**Given data**.

=-=-=

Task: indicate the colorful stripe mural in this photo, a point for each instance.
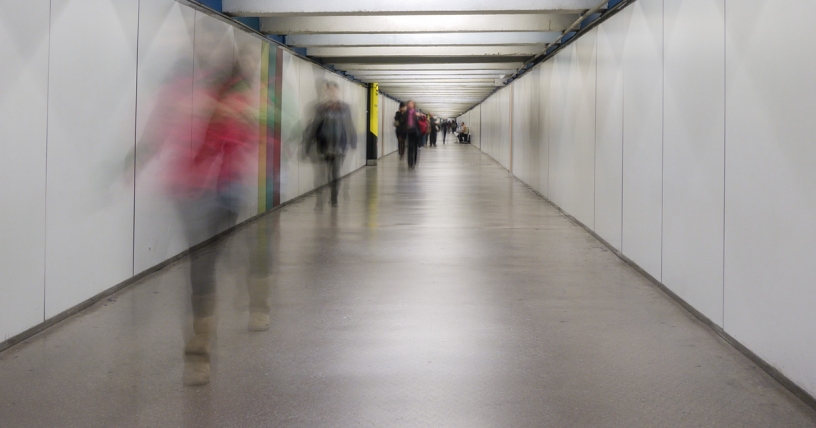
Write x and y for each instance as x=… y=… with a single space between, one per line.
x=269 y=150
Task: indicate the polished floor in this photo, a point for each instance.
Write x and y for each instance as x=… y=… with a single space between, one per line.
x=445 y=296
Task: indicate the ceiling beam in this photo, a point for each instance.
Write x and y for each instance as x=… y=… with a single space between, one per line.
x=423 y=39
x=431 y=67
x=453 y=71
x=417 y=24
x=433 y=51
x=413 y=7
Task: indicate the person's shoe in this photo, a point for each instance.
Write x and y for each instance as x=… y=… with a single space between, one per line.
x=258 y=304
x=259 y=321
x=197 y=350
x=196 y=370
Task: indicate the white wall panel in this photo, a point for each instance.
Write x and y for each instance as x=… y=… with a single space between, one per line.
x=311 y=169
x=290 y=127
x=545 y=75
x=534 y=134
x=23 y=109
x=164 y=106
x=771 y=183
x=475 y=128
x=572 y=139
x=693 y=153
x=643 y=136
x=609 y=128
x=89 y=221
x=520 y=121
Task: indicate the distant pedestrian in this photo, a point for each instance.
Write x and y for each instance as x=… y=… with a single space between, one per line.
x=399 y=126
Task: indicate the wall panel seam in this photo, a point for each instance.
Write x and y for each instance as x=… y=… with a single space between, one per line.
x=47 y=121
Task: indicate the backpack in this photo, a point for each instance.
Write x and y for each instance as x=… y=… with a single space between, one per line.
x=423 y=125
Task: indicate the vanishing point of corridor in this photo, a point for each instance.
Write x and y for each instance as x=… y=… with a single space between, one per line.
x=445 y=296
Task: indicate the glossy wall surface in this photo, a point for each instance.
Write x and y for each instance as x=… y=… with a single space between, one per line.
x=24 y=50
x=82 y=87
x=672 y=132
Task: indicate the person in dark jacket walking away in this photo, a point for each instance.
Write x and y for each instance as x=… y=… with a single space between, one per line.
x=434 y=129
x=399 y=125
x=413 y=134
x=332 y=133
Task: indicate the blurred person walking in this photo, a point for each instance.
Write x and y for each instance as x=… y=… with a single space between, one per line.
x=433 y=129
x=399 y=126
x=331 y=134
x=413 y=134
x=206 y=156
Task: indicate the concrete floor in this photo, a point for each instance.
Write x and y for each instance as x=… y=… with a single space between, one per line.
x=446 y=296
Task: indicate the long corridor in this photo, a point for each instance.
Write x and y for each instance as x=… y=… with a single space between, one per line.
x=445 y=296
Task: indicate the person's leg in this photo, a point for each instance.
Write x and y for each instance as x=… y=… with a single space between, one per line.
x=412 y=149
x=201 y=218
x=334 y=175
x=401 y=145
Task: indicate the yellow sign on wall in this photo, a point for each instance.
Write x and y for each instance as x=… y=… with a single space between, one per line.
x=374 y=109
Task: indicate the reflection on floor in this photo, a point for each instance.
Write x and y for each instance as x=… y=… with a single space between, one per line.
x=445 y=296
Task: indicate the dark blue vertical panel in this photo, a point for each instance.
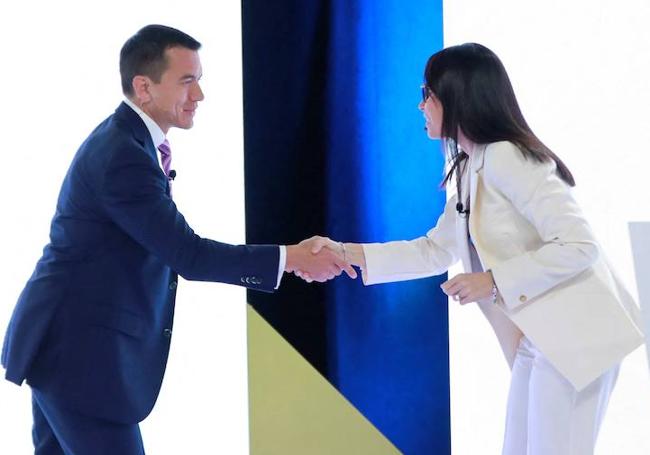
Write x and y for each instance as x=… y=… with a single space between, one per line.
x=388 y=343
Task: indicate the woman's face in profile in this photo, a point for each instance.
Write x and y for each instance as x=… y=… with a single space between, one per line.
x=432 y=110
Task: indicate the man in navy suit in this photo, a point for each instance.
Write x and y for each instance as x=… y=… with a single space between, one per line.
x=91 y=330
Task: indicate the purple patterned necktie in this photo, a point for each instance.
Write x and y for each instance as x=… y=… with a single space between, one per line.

=-=-=

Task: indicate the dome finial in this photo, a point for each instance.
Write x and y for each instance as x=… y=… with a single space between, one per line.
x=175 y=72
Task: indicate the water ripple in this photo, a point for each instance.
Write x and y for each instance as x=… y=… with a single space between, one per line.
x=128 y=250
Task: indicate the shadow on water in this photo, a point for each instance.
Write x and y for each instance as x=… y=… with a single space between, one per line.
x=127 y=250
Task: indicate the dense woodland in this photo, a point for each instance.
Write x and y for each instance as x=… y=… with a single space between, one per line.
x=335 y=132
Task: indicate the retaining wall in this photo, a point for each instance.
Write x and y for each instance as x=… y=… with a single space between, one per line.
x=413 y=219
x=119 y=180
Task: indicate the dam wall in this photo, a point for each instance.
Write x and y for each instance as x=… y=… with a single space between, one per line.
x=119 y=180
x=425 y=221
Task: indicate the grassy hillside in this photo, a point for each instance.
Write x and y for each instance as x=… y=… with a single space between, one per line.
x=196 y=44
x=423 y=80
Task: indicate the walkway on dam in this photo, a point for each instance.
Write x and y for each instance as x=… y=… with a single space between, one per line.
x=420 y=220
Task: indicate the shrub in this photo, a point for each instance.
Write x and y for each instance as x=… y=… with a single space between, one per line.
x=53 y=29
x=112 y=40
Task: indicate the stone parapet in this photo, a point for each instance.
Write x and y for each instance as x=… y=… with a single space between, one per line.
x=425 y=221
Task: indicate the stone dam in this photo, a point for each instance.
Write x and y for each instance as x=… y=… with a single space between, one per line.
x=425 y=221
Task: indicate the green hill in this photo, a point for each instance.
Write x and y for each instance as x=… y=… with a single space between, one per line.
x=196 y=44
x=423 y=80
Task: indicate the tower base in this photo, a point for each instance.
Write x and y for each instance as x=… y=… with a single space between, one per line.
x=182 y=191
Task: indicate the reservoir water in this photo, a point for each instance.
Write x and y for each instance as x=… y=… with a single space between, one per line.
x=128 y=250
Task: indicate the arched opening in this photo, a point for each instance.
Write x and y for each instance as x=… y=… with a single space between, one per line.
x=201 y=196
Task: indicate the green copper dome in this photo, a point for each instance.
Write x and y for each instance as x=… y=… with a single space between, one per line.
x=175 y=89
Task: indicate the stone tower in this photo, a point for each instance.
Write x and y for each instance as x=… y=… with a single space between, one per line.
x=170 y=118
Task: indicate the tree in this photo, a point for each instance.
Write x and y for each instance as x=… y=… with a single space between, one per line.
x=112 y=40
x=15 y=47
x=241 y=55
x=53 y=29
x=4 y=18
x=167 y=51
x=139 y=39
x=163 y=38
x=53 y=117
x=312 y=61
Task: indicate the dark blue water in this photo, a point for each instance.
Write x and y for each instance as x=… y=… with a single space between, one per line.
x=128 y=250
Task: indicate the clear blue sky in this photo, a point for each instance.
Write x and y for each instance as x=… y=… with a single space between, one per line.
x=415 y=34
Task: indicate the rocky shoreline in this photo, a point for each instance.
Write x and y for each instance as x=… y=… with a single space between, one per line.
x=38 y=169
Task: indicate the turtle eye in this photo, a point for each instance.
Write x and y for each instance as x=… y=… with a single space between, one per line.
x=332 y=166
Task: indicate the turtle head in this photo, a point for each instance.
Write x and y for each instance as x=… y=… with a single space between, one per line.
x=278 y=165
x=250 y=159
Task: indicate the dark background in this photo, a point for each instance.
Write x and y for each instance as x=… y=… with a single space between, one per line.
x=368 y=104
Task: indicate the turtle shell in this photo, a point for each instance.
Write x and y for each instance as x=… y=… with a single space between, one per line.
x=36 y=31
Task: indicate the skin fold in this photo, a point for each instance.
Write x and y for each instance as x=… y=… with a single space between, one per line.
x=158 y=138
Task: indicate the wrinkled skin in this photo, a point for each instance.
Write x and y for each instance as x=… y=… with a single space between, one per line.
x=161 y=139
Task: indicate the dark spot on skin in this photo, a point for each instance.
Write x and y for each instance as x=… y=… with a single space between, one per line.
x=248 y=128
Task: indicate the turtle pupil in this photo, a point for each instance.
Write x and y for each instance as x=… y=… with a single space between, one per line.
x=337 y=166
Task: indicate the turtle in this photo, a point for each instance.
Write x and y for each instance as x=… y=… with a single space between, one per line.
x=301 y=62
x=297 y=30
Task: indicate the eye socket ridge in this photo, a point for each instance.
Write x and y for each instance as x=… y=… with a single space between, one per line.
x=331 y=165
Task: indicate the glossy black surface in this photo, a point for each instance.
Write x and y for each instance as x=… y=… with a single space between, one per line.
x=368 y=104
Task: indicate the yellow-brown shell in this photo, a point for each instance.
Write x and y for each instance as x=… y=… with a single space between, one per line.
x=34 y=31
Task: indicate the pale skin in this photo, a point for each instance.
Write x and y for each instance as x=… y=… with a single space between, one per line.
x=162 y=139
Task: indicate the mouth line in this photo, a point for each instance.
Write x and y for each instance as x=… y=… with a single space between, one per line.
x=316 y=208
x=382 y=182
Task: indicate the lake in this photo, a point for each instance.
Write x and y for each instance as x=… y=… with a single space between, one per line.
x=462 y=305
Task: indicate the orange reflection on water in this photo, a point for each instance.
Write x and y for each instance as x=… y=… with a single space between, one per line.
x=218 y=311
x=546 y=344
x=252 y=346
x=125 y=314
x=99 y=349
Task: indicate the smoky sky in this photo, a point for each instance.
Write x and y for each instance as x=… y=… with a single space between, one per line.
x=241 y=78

=-=-=

**Problem to work on**. Please copy out every line of the preceding listing that carries "blue".

**Answer section**.
Task: indicate the dark blue vertical panel in this photo, a point for each instance.
Task: indicate the dark blue water in this photo, a point for each instance.
Task: indicate the clear blue sky in this photo, a point for each instance.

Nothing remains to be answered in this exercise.